**Referring expression pointing data:**
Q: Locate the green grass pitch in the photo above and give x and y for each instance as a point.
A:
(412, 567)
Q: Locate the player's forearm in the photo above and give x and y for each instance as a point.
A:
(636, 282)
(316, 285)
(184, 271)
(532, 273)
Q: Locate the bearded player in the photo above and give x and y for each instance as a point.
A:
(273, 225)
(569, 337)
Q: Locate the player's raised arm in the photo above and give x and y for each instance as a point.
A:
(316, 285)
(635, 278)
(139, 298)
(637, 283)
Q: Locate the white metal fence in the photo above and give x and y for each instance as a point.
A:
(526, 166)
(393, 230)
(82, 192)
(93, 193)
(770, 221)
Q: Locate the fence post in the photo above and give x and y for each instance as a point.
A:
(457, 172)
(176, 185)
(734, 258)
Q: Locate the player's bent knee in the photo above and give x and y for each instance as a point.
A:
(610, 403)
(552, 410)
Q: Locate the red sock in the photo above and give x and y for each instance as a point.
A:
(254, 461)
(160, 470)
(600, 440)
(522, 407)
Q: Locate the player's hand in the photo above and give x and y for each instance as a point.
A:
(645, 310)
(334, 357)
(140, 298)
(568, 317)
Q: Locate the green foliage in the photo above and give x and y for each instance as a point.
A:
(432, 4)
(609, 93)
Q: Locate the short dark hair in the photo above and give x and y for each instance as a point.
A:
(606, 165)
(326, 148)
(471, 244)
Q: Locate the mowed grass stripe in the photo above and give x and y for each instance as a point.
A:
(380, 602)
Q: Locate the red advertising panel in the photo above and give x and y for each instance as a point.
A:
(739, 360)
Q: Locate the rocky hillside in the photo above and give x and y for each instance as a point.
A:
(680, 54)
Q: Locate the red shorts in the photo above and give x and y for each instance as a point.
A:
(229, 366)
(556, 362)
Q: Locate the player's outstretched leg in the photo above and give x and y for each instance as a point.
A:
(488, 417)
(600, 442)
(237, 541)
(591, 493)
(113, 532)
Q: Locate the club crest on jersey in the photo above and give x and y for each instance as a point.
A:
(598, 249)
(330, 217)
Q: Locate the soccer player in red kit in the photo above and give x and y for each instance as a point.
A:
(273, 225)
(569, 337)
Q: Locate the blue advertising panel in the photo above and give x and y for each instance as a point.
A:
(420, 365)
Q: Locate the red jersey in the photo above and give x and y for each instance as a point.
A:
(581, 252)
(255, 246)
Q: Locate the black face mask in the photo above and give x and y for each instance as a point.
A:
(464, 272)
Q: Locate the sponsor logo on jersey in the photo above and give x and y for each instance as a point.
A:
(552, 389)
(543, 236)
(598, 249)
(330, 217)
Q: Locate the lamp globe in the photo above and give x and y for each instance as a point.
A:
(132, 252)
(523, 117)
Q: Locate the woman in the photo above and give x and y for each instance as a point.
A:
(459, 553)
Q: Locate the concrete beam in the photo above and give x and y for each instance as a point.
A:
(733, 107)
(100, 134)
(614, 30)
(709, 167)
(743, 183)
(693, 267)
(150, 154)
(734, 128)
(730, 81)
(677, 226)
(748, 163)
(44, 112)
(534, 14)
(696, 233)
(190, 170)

**What this task involves:** When a line in the data contains the string "jersey", copy that line.

**Exercise output:**
Q: Locate the club crest on jersey in the photo above and give x and y for each instance as a point.
Q: Locate the red jersey in the photo above and give x and y for each instance as a point.
Q: Locate the sponsor logo on jersey in the photo above and give x and y for each instance as a point.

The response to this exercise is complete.